Material provided START

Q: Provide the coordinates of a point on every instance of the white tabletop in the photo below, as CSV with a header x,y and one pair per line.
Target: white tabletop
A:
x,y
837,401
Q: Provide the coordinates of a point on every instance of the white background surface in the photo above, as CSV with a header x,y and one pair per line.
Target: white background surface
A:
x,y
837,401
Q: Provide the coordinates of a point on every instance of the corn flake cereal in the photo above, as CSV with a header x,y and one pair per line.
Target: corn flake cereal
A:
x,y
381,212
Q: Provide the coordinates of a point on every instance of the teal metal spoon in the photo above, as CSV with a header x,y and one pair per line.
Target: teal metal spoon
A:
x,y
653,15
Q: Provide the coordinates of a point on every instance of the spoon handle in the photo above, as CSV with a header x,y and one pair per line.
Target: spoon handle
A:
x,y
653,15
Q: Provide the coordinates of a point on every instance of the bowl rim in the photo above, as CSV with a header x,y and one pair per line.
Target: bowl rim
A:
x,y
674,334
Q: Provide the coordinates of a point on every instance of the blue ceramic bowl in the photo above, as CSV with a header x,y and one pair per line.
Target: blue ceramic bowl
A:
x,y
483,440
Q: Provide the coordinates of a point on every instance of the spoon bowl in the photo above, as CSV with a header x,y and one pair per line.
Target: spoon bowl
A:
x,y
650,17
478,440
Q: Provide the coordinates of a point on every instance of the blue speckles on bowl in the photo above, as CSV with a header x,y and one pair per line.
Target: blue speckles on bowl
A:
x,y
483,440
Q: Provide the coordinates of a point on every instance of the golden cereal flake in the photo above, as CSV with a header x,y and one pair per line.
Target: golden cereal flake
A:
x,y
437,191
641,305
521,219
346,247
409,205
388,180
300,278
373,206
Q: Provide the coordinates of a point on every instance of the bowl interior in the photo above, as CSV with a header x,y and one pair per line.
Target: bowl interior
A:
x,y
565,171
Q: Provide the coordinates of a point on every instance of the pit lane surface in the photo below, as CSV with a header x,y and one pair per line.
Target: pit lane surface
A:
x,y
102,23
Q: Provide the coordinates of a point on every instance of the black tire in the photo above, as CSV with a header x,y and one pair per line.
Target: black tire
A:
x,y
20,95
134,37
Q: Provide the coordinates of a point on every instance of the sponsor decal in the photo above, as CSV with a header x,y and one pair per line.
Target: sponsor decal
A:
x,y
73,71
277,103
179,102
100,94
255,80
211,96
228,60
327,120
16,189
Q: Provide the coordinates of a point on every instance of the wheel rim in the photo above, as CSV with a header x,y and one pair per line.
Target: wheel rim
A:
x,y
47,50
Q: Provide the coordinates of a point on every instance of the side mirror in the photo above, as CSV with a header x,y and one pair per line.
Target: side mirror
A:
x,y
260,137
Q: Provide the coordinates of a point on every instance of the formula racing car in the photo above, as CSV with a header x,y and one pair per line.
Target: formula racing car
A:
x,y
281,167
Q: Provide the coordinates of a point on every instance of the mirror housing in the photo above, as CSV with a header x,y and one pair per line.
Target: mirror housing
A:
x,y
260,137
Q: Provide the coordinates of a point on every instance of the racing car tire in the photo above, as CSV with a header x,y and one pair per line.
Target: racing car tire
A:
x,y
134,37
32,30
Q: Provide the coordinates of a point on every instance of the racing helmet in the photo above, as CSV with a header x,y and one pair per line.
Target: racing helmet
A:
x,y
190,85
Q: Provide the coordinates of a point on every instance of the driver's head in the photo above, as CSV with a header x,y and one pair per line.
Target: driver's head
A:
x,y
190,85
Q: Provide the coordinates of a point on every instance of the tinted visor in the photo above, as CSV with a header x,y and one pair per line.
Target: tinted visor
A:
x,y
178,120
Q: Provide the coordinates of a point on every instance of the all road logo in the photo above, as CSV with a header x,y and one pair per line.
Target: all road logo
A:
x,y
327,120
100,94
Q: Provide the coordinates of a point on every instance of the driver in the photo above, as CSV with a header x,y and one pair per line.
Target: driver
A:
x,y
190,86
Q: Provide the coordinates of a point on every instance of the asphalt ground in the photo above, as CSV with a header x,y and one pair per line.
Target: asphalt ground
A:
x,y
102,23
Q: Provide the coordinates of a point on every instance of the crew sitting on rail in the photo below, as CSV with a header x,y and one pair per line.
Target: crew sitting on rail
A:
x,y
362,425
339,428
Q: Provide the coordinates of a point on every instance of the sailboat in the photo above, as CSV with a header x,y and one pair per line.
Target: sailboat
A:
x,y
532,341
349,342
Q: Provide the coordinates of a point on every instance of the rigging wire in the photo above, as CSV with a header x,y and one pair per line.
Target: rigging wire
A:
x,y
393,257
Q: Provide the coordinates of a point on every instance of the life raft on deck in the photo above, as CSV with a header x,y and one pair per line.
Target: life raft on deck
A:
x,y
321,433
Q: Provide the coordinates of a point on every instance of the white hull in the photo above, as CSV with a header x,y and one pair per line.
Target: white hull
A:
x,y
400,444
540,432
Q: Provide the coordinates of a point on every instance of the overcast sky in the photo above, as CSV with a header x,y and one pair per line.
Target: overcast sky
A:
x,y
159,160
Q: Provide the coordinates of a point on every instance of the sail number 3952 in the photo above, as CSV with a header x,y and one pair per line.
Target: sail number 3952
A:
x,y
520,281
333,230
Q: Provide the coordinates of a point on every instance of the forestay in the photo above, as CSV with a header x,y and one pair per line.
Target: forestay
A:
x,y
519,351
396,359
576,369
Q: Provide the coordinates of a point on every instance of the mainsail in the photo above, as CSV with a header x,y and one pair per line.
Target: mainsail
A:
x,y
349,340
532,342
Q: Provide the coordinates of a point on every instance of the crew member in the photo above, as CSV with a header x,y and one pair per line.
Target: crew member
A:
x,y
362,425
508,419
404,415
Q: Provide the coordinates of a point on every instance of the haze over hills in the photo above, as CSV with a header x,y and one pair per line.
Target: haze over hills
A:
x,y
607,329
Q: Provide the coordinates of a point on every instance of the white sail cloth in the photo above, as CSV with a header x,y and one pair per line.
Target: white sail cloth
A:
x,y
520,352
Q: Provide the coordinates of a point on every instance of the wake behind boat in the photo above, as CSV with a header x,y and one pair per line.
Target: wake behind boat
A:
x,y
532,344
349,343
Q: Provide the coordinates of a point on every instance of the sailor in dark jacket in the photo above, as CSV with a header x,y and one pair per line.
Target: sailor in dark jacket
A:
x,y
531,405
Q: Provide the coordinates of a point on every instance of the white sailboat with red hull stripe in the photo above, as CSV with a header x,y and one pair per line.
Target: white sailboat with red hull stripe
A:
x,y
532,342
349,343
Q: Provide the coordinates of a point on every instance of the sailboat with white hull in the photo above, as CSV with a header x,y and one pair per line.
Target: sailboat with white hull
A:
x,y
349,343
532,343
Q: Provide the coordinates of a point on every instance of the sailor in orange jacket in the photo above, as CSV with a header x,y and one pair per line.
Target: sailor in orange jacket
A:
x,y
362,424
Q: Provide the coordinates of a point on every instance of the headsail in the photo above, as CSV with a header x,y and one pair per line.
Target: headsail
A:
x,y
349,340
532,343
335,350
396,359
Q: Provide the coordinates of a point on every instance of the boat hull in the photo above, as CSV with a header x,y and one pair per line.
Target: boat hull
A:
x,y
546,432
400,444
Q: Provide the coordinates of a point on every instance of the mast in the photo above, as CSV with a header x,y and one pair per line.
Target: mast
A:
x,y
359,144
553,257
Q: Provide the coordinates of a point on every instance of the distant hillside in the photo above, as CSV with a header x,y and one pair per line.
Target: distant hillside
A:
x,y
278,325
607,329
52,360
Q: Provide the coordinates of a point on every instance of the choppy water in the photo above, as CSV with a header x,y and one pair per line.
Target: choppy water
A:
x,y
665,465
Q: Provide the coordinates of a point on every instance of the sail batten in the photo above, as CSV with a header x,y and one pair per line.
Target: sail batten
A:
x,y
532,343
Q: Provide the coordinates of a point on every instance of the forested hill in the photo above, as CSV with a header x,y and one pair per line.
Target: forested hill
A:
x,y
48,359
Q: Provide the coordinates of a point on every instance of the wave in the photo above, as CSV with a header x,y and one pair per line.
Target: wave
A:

Material provided END

Activity:
Could you transcribe the entries above word for word, from the line with "of the sponsor" down to the line with "Target: formula racing car", keeping both?

Written response:
Q: Provide the coordinates of a point on every instance of the sponsor decal in the photo above, as CSV with a header x,y and one pair per line.
Target: sponsor decal
A:
x,y
73,71
277,103
179,102
100,94
255,80
211,96
228,60
327,120
16,189
Q: Provide the coordinates of a point on every instance of the wheel rim in the photo above, as CSV with a header x,y and one pair per line.
Target: wheel rim
A:
x,y
47,50
Q: Provide the coordinates of a point on every instance of the side mirror in the photo above, as CSV with a header x,y and one pair per line.
Target: side mirror
A:
x,y
260,137
Q: Provide the coordinates of a point on every instance of the formula racing car in the photo above, as CSV with a header x,y and one pair per line.
Target: formula racing car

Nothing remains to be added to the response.